— START INPUT —

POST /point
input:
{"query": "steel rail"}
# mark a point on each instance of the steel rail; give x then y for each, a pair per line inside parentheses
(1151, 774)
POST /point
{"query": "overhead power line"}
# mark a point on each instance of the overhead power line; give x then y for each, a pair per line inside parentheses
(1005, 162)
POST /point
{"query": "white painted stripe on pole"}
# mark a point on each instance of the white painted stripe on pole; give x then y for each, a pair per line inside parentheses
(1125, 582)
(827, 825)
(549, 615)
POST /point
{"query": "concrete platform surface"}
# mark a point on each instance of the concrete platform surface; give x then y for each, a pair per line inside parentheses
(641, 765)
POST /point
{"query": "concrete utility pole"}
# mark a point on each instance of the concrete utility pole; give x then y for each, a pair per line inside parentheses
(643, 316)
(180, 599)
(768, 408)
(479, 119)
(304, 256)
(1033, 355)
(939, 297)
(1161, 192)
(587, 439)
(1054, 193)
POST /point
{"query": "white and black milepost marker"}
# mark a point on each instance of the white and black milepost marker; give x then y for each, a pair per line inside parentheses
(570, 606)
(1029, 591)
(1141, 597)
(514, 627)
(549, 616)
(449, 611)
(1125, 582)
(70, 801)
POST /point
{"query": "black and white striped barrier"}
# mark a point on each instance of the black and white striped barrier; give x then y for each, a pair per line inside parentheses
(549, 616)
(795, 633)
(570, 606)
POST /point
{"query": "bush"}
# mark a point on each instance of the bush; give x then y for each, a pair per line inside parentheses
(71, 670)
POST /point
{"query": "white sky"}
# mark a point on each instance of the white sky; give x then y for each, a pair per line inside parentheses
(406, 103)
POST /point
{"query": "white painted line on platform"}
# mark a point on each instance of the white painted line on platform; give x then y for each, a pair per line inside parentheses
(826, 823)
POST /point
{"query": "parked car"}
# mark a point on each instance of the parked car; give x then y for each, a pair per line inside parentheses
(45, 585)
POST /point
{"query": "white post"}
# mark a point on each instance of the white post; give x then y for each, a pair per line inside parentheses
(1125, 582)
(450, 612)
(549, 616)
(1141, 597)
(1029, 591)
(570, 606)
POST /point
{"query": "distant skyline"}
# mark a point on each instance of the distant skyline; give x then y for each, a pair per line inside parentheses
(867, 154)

— END INPUT —

GOAL OF THE EXERCISE :: Repeat the records above exactly, leaving none out.

EXERCISE SOLUTION ::
POST /point
input:
{"query": "steel rail"}
# mark a point on each instance of the steel rail; give x then y for each, a pair per line inside parentheses
(1151, 774)
POST /point
{"query": "overhead power line"}
# mark a point on each instance of the overhead power line; give x then y for each, a pair per line inside parentheses
(1005, 162)
POST /point
{"query": "white painted stripe on pole"}
# mark a point on each instance of the white painted stripe on pole; give x then y for each, a pair per line inside parentheses
(1125, 582)
(827, 825)
(549, 615)
POST /point
{"query": "concrete platform surface"}
# mark a point on each instance of the concrete platform surface; give x then y for each, a pair per line inside parentheses
(641, 765)
POST /point
{"query": "concrete utility pole"}
# mark a point on each instance of the concrete utility pole; give x then y for each, a pair per line inside parentheses
(643, 316)
(180, 599)
(768, 408)
(479, 119)
(304, 256)
(1033, 355)
(939, 297)
(1161, 192)
(587, 439)
(1054, 193)
POST /point
{"query": "white and black milepost marker"}
# mark a point on each instance of the white and black milepost marker; give x then y for each, a pair per line inside parentheses
(570, 606)
(1029, 591)
(1141, 597)
(514, 627)
(549, 616)
(449, 611)
(1125, 582)
(70, 801)
POST /point
{"query": "black and white striped barrier"}
# mark a point on each instance of the black and white striped barrier; give x then y for each, a pair per line inside parentheses
(549, 616)
(795, 633)
(570, 606)
POST /point
{"query": "bush"}
# mark a point on each instance of the bush; give x then y for each, a pair per line inside parentheses
(71, 670)
POST /point
{"query": "white sky"}
# mark a point on each instance of the white sky; give x then y for each, a pair per line inside parentheses
(406, 103)
POST /point
{"query": "white painted line on platform"}
# mark a point on each instance of the white painted line on platform; give x then y for each, a pair per line inside parentheses
(826, 823)
POST /point
{"query": "parked car"}
# mark a point on each instance of the parked car; give x then y for each, a pair per line inside parentheses
(45, 585)
POST /point
{"query": "white post"}
# mark a point on each instance of the white post; give x then y for each, a pair per line inside parentheses
(1125, 582)
(450, 612)
(549, 616)
(1141, 597)
(1029, 591)
(570, 606)
POST /point
{"query": "distant skyline"}
# mark a point on each instance of the distant skyline; give x then y for each, a pair per line inside parentheses
(867, 154)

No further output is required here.